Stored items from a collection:
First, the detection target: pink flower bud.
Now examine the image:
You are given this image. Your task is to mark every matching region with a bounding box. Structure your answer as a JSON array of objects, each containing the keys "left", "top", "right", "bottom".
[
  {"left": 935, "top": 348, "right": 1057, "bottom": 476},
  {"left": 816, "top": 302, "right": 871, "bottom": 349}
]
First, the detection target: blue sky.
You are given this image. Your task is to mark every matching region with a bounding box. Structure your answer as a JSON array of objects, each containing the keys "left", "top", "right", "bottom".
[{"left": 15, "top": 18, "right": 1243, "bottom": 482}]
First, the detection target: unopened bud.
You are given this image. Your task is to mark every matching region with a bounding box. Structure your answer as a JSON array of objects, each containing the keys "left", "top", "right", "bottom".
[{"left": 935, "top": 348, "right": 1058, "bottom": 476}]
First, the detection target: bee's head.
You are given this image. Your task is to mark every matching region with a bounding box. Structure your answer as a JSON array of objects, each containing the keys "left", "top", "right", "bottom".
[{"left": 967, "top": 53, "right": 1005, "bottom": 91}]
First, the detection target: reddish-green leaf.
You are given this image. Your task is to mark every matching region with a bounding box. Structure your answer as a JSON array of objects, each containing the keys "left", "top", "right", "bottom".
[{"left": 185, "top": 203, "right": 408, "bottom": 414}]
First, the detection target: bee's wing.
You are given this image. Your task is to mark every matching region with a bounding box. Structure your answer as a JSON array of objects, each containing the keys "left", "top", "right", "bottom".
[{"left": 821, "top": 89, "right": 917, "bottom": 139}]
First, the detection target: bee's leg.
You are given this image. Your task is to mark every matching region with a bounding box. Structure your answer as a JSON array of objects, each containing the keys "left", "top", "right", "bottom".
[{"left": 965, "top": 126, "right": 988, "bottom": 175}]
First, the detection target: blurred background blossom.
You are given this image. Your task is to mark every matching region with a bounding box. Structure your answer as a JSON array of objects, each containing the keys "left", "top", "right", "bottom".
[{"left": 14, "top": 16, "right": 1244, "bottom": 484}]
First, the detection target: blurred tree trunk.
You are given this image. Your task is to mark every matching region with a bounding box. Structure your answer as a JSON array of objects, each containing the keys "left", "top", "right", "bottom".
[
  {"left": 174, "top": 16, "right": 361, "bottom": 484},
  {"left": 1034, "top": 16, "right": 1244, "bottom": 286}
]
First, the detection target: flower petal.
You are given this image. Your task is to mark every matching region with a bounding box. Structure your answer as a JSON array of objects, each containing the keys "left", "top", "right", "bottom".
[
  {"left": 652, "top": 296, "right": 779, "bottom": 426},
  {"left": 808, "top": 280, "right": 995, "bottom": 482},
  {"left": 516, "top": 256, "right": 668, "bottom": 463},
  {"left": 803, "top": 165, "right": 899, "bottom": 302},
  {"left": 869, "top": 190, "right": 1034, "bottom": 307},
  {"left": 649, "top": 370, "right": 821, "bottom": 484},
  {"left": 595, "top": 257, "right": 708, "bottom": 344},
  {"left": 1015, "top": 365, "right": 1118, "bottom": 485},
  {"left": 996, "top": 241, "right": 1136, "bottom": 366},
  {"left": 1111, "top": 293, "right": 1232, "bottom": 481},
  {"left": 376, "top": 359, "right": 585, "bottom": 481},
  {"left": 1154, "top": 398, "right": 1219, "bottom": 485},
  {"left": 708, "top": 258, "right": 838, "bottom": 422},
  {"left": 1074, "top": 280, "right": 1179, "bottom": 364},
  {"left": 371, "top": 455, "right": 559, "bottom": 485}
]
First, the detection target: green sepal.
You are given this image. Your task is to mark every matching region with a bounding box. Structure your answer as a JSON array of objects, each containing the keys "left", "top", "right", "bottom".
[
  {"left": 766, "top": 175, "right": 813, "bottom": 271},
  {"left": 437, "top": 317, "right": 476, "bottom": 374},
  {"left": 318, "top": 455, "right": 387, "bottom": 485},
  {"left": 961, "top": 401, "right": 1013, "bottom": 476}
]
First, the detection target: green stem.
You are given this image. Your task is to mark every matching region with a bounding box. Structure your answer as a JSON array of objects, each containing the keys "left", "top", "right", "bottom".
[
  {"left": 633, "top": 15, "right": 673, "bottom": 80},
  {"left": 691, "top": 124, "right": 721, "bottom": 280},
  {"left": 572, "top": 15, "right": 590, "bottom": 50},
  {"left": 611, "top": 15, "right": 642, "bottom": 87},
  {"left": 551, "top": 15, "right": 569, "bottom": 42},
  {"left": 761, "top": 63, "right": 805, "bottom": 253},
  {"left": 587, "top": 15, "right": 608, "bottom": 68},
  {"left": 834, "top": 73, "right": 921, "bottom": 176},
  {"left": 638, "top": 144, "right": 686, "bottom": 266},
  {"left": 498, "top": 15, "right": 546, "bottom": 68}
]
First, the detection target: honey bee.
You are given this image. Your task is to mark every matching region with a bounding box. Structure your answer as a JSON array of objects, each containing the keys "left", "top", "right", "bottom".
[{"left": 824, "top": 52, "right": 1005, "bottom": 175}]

> DIRECTION: Quote all of the entries verbatim.

> EXERCISE OUTPUT:
First, the detection target: pink flower bud.
Now examine the image:
You are given this image. Your task is to mark every matching region with a bounding box. Structure your answer as a JSON array of objects, each containing the keys "left", "top", "right", "bottom".
[
  {"left": 935, "top": 348, "right": 1057, "bottom": 476},
  {"left": 816, "top": 302, "right": 871, "bottom": 349}
]
First, the detection target: blue sky.
You are given this image. Your task is to mark every matching region with a bounding box. Structure your answer as a JSON array of objects, each containing the keys "left", "top", "right", "bottom".
[{"left": 15, "top": 18, "right": 1243, "bottom": 482}]
First, the detection target: unopened bud.
You are given this image. Your task is to mark every matching region with a bounding box. Structure your answer as a JSON array of objects, each containing the keys "left", "top", "right", "bottom".
[{"left": 935, "top": 348, "right": 1058, "bottom": 476}]
First, the detection target: bee's head.
You are given this image. Your task is to mark every matching region with a bounding box. Structure your answer as a JSON array of objects, each containing the keys "left", "top", "right", "bottom".
[{"left": 967, "top": 53, "right": 1005, "bottom": 91}]
First, the detection target: reddish-green leaf.
You are given this image. Your task is to mark every matching region with a bounding box. Structure your answer as a JSON array of objects, each containing the keys "left", "top", "right", "bottom".
[{"left": 185, "top": 203, "right": 408, "bottom": 414}]
First, the detection target: bee's wing.
You are given this image. Your task is to mark every matching region with a bounding box. Structure your answer as a JSON array of objects, each containing the keys "left", "top", "right", "bottom".
[{"left": 821, "top": 89, "right": 917, "bottom": 139}]
First, the detection target: bee's leg.
You are given this image. Your task is to mark every matching region with a bounding box. Structure your answer as a JSON array of objects, each containing the keys "left", "top", "right", "bottom".
[{"left": 965, "top": 126, "right": 988, "bottom": 175}]
First, the detection target: blurred background blossom.
You are given this image. Your task is to mark every matching region with a bounding box. Structure your answer as a JSON array of objects, each containing the keys "left", "top", "right", "bottom".
[{"left": 14, "top": 16, "right": 1244, "bottom": 484}]
First, the detection target: blurred tree trunk.
You are given this image. Your task is to mark every matching region with a bounding box. Structure your answer as a JSON array of objects, each containing the keys "left", "top", "right", "bottom".
[
  {"left": 174, "top": 16, "right": 361, "bottom": 484},
  {"left": 1034, "top": 16, "right": 1244, "bottom": 286}
]
First, the detection target: flower petal.
You are given this image. Your task is to mark every matching region with a bounding box. Structure your answer as a JSON array of objects, each containing the keys "left", "top", "right", "bottom".
[
  {"left": 652, "top": 296, "right": 779, "bottom": 426},
  {"left": 808, "top": 280, "right": 995, "bottom": 482},
  {"left": 516, "top": 256, "right": 668, "bottom": 463},
  {"left": 803, "top": 165, "right": 899, "bottom": 302},
  {"left": 869, "top": 190, "right": 1034, "bottom": 307},
  {"left": 649, "top": 370, "right": 821, "bottom": 484},
  {"left": 595, "top": 257, "right": 708, "bottom": 344},
  {"left": 1015, "top": 365, "right": 1118, "bottom": 485},
  {"left": 996, "top": 241, "right": 1136, "bottom": 366},
  {"left": 1111, "top": 293, "right": 1232, "bottom": 481},
  {"left": 376, "top": 359, "right": 585, "bottom": 481},
  {"left": 1154, "top": 398, "right": 1219, "bottom": 485},
  {"left": 708, "top": 258, "right": 838, "bottom": 422},
  {"left": 1074, "top": 280, "right": 1179, "bottom": 364},
  {"left": 371, "top": 455, "right": 559, "bottom": 485}
]
First, the detection target: green sepal.
You are given this image. Your task is to mark every matching region with a bounding box. Structure your answer as a JSON array of objects, each containing the keys "left", "top", "right", "bottom".
[
  {"left": 766, "top": 175, "right": 813, "bottom": 271},
  {"left": 437, "top": 317, "right": 476, "bottom": 374},
  {"left": 318, "top": 455, "right": 387, "bottom": 485},
  {"left": 961, "top": 401, "right": 1013, "bottom": 476}
]
First, the detection target: green stem.
You are given this image. Your task is to mark every matching region with a bounding box. Structure your answer as a JSON array of objects, each containing the keys "left", "top", "right", "bottom".
[
  {"left": 633, "top": 15, "right": 673, "bottom": 80},
  {"left": 691, "top": 124, "right": 721, "bottom": 280},
  {"left": 572, "top": 15, "right": 590, "bottom": 50},
  {"left": 611, "top": 15, "right": 642, "bottom": 87},
  {"left": 551, "top": 15, "right": 569, "bottom": 42},
  {"left": 761, "top": 63, "right": 805, "bottom": 253},
  {"left": 587, "top": 15, "right": 608, "bottom": 68},
  {"left": 834, "top": 73, "right": 921, "bottom": 176},
  {"left": 638, "top": 144, "right": 686, "bottom": 266},
  {"left": 498, "top": 15, "right": 546, "bottom": 68}
]
First, the detection target: honey bee.
You are given this image. Your task is to mark every matching region with a bounding box. Structure your answer as a JSON array of objects, each containing the keys "left", "top", "right", "bottom".
[{"left": 824, "top": 52, "right": 1005, "bottom": 175}]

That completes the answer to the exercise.